Swallowing up neighboring countries may be unfashionable nowadays, but

we can see Proudhon’s misgivings being realized in the way debates and

decisions of the European Community are dominated by the large states at

the expense of the smaller member nations.

The second of my 19^(th)-century mentors, Michael Bakunin, demands our

attention for a variety of reasons. He was almost alone among that

century’s political thinkers in foreseeing the horrors of the clash of

modern nation states in the First and Second World Wars, as well as

predicting the results of centralizing Marxism in the Russian Empire. In

1867 Prussia and France seemed to be poised for a war about who should

control Luxembourg and this, through the network of interests and

alliances, ‘threatened to engulf all Europe’. A League for Peace and

Freedom held its congress in Geneva, sponsored by prominent people from

various countries, such as Giuseppe Garibaldi, Victor Hugo, and John

Stuart Mill. Bakunin seized the opportunity to address this audience,

and published his opinions under the title Fédéralisme, Socialisme, et

Anti-Théologisme. This document set out 13 points on which, according to

Bakunin, the Geneva Congress was unanimous.

The first of these points proclaimed

That in order to achieve the triumph of liberty, justice and peace in

the international relations of Europe, and to render civil war

impossible among the various peoples which make up the European family,

only a single course lies open: to constitute the United States of

Europe.

His second point argued that this aim implied that states must be

replaced by regions, for it observed

That the formation of these States of Europe can never come about

between the States as constituted at present, in view of the monstrous

disparity which exists between their various powers.

His fourth point claimed

That not even if it called itself a republic could any centralized,

bureaucratic and by the same token militarist State enter seriously and

genuinely into an international federation. By virtue of its

constitution, which will always be an explicit or implicit denial of

domestic liberty, it would necessarily imply a declaration of permanent

war and a threat to the existence of neighboring countries.

Referring expression data
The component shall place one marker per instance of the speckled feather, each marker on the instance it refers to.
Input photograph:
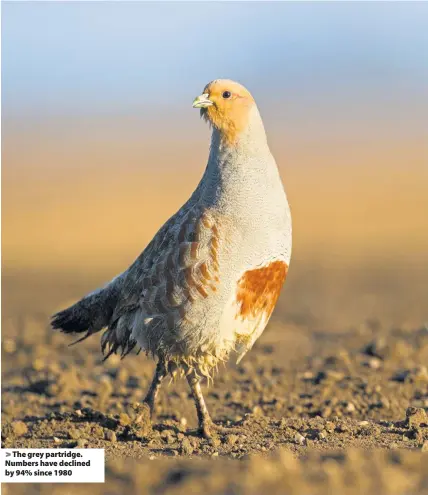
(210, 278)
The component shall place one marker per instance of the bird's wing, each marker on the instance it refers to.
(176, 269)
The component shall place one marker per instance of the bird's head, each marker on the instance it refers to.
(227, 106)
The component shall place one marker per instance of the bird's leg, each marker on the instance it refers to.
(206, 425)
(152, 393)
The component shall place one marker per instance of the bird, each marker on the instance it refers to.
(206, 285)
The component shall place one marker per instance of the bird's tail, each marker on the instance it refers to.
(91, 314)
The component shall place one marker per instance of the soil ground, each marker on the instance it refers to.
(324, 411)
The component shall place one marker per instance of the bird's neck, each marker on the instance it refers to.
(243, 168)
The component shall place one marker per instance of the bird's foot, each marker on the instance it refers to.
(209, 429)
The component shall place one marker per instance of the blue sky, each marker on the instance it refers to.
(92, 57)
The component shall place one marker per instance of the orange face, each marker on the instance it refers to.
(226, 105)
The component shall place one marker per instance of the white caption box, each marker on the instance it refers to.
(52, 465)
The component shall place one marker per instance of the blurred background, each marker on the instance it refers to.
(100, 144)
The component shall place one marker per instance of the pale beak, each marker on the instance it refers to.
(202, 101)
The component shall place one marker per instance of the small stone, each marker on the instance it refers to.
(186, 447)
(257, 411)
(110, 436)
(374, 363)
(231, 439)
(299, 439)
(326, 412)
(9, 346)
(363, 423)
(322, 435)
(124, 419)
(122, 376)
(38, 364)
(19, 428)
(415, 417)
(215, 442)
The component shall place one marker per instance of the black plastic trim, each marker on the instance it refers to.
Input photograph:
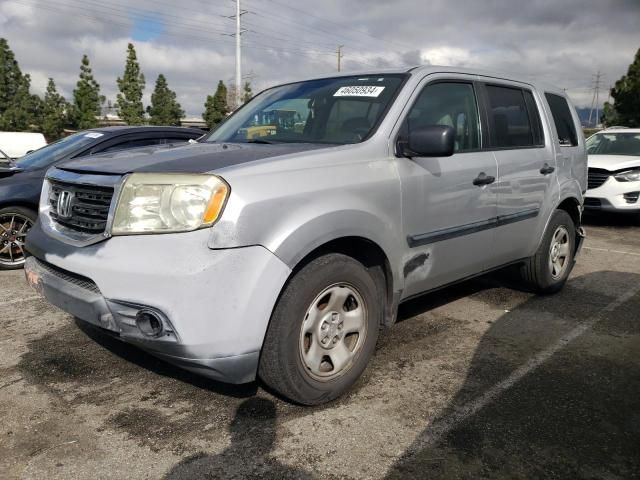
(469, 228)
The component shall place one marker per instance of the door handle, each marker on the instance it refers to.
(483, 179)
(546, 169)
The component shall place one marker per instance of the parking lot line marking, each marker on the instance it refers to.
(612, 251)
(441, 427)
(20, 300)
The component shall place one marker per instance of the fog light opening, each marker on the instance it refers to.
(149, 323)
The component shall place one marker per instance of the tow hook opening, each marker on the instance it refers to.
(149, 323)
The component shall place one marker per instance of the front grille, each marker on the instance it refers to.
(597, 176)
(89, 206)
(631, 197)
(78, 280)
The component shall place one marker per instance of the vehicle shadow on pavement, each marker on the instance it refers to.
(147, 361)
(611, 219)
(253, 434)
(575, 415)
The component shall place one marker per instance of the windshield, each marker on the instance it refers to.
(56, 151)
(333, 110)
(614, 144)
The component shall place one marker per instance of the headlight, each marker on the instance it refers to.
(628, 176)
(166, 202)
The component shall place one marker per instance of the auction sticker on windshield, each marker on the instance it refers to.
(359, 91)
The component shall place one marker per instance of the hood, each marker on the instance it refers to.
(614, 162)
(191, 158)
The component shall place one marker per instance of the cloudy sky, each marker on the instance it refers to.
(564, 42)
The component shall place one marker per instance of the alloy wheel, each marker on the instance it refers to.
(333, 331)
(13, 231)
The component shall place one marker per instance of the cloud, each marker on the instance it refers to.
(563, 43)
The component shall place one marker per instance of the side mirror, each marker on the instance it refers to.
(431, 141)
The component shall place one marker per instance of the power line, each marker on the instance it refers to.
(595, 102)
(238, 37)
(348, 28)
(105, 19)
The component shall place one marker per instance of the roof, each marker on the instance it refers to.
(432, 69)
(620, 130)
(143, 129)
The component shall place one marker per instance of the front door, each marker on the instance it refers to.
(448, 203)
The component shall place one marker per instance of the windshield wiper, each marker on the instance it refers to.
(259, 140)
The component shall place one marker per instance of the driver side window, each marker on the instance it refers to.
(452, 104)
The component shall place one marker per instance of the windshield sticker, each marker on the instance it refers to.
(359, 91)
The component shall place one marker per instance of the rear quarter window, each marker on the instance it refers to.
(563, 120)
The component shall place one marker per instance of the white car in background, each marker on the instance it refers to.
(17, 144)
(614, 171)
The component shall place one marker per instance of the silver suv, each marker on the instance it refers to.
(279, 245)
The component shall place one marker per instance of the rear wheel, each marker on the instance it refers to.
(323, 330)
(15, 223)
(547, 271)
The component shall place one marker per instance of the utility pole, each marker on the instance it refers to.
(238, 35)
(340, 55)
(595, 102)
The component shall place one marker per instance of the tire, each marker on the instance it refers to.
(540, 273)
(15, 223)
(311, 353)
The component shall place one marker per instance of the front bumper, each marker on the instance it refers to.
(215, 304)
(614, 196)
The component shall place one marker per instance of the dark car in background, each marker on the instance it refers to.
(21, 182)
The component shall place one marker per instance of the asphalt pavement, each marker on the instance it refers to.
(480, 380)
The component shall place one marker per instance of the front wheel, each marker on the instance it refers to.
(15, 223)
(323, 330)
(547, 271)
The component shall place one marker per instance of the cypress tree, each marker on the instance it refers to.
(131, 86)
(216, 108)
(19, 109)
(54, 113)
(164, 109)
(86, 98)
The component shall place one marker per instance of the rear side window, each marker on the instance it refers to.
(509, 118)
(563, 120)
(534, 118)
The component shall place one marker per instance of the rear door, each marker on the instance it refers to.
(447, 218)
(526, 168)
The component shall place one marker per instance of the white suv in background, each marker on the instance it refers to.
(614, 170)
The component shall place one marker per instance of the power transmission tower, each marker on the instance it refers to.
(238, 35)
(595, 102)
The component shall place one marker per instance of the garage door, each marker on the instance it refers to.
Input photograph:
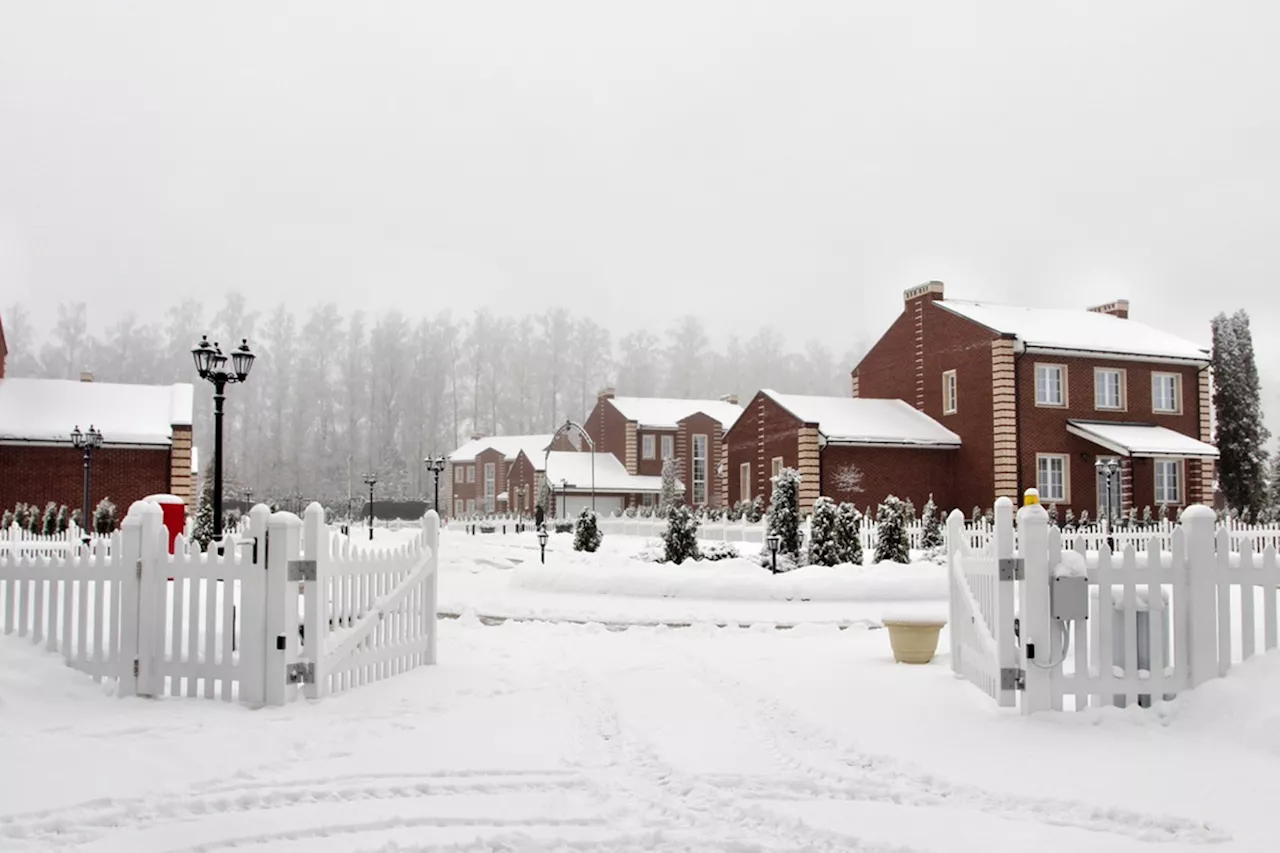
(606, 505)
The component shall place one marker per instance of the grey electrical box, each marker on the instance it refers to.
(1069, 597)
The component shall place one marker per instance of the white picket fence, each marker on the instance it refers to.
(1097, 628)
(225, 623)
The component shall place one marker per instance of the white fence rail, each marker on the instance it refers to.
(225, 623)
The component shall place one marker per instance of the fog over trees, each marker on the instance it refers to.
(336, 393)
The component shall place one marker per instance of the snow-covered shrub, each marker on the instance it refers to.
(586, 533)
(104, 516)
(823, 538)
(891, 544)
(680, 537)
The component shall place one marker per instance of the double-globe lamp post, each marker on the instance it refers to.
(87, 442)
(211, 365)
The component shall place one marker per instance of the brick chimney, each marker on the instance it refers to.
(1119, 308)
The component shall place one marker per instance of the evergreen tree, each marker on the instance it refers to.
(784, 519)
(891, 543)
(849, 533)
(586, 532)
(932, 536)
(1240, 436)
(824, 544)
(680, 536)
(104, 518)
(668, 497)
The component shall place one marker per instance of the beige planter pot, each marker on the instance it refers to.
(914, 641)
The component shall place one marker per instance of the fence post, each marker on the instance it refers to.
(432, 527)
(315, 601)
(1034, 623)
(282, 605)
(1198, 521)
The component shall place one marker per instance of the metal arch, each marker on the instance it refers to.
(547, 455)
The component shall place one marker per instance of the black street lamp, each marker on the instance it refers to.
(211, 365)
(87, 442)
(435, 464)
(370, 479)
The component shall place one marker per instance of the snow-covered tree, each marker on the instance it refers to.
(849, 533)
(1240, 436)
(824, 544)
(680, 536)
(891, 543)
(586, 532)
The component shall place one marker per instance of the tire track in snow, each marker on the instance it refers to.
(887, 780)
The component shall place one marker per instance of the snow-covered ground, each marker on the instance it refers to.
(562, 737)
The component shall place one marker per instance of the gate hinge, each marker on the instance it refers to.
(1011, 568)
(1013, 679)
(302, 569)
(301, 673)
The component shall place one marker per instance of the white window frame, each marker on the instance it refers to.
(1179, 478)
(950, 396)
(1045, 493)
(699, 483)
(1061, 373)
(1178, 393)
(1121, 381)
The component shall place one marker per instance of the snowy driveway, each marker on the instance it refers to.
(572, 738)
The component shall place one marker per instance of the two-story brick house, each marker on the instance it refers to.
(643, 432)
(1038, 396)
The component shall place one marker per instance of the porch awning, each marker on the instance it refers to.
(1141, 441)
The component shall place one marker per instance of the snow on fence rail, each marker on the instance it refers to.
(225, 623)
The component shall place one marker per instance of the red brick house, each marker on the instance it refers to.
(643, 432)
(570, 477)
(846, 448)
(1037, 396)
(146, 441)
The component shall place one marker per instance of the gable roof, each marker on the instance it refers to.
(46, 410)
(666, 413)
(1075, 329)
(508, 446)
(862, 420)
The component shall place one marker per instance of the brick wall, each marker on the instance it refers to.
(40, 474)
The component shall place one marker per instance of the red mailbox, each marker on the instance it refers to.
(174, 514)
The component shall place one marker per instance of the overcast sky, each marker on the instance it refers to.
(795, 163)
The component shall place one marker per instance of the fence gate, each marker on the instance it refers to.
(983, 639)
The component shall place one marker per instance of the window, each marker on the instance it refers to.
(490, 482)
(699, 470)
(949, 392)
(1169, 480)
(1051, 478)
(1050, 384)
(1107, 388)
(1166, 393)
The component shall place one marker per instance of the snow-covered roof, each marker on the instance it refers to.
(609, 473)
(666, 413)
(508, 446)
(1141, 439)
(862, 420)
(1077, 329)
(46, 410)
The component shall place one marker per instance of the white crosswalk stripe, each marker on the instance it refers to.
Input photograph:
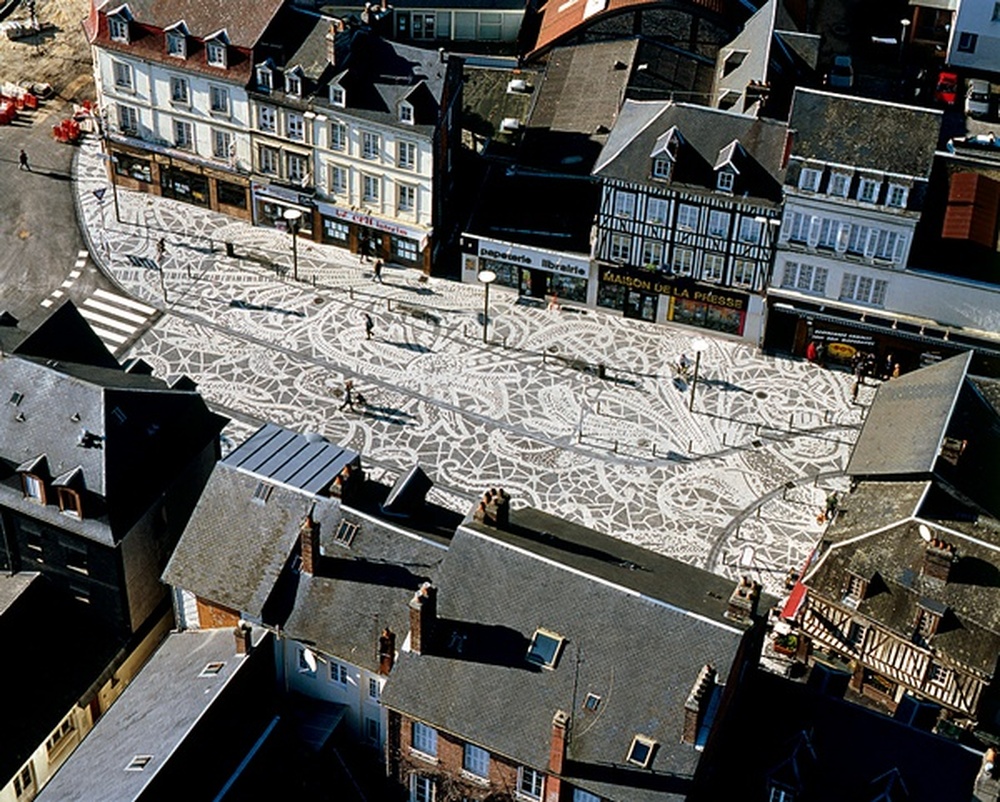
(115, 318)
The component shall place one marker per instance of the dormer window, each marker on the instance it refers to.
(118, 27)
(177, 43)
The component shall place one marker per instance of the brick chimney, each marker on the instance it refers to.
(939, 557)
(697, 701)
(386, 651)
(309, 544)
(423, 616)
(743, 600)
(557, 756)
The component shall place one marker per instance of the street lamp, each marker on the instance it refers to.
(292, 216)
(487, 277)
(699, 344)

Work to complete >> From the passage on Bakunin and a federated Europe, quote everything from "replaced by regions, for" up to and including "their various powers.".

Response box >>
replaced by regions, for it observed

That the formation of these States of Europe can never come about

between the States as constituted at present, in view of the monstrous

disparity which exists between their various powers.